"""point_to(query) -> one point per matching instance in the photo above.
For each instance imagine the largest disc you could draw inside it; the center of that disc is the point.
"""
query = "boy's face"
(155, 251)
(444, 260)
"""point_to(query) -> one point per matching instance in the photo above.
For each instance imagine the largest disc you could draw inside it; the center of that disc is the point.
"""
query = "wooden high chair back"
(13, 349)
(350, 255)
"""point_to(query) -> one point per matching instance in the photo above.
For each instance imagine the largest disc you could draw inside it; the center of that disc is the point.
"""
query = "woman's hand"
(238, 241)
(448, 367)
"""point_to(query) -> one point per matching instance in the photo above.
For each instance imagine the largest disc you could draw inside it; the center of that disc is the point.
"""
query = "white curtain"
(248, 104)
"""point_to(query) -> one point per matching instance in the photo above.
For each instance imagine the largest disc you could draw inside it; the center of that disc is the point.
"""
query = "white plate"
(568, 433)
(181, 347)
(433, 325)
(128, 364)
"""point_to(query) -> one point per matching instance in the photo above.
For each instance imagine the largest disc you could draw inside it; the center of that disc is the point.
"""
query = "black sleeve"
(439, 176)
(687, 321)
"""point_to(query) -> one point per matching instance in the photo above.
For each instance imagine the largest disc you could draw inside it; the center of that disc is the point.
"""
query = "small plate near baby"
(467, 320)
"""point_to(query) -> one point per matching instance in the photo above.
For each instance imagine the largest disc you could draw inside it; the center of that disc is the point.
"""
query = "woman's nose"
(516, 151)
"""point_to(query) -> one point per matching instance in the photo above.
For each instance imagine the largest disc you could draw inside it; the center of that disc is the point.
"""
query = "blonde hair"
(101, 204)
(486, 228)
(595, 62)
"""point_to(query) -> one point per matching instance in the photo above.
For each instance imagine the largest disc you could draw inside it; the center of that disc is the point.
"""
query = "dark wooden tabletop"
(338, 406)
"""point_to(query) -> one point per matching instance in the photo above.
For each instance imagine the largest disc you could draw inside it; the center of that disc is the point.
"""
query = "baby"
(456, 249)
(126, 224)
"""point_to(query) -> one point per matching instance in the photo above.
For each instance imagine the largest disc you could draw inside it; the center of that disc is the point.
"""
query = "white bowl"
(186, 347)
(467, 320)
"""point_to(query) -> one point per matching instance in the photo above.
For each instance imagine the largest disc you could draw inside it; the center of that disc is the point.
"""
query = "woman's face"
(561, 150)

______________________________

- **Directions for this task**
Count the lines above that contain the string "baby". Reply with the number alone.

- **Response to the exercise**
2